BEGIN EXERCISE TEXT

We do our best to keep things as light as possible, knowing we’re almost to the end. Three more weeks until the blessed bundle arrives…and although people gasp at the size of our previous children (9-9, 11-11, 9-5, and 12-2), I think Jodi hopes this one is a 30-pounder. After all, she says, beyond a certain size, it’s all just pain.

By the way, we’ve been humming this song all day. It’s a strange sort of love song, I think…

“She’s Actual Size” by They Might Be Giants
I’m not talking about the lady’s actual size
I’m talking about the lady who is actual size
Words fail
Buildings tumble
The ground opens wide
Light beams down from heaven
She stands before my eyes
She’s actual size, but she seems much bigger to me
Squares may look distant in her rear view mirror but they’re actual size
As she drives away
Big men
Often tremble
As they step aside
I thought I was big once
She changed my mind
She’s actual size, but she seems much bigger to me.
I’ve never known anybody like her, she’s actual size
Nationwide, believe
She’s got
All the money
Money couldn’t buy
She’s got something special
That someone left behind
She’s actual size, but she seems much bigger to me
Squares may look distant in her rear view mirror but they’re actual size
Actual size to her
Her face
Hangs in portrait
On the post office wall
She’s stuck in my heart now
Where my blood belongs
She’s actual size, but she seems much bigger to me
I’ve never known anybody like her, she’s actual size
Actual size, believe
She’s actual size, but she seems much bigger to me
Words fail
Buildings tumble
The ground opens wide
Light beams down from heaven
She stands before my eyes
She’s actual size, but she seems much bigger to me
Squares may look distant in her rear view mirror but they’re actual size
As she drives away
Big men
Often tremble
As they step aside
I thought I was big once
She changed my mind
She’s actual size, but she seems much bigger to me
I’ve never known anybody like her, she’s actual size
Nationwide, believe
You think she’s big, you think she’s larger than life
But if you open up your eyes you’ll see she’s actual size
Etc.

Amazing Grace of Motherhood

“I’m constantly amazed at the sheer power that women hold within their bodies. The power to create, to nurture, to grow. It’s such a mind-blowing thing. And not just once, but over and over again.” —a young female friend currently living in Central America

Something amazing happened last weekend: at long last, I felt our baby move. It’s been a long time coming; apparently, the position of the placenta is such that, even for Jodi, our little one’s movements were nearly imperceptible for most of the last several months. But even in recent days, when Jodi would say, “Jim! The baby’s moving!” her exclamation or the touch of my hand was enough to still whatever stirring had been underway.

I’ve said many times that this is my chief jealousy with regard to the opposite sex — that I’ll never feel the movement of my own child growing within me. Even with four children already born into this world, it’s still a thrill to experience this, even from the outside.

END EXERCISE TEXT
BEGIN SOURCE DATA

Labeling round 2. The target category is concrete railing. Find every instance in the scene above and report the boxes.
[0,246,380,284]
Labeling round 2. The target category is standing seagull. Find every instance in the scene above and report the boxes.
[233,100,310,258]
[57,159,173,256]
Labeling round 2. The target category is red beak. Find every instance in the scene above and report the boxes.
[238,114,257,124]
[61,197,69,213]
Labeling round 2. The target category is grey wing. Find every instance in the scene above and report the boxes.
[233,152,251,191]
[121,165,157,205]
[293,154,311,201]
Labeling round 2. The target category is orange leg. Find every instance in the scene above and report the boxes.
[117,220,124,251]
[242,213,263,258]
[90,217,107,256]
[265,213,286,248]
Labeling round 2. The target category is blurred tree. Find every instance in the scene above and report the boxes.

END SOURCE DATA

TASK PROMPT: Please reproduce the passage above about awaiting the baby word for word, starting at "Something amazing happened" and ending at "had been underway.".

RESULT FOR THIS TASK:
Something amazing happened last weekend: at long last, I felt our baby move. It’s been a long time coming; apparently, the position of the placenta is such that, even for Jodi, our little one’s movements were nearly imperceptible for most of the last several months. But even in recent days, when Jodi would say, “Jim! The baby’s moving!” her exclamation or the touch of my hand was enough to still whatever stirring had been underway.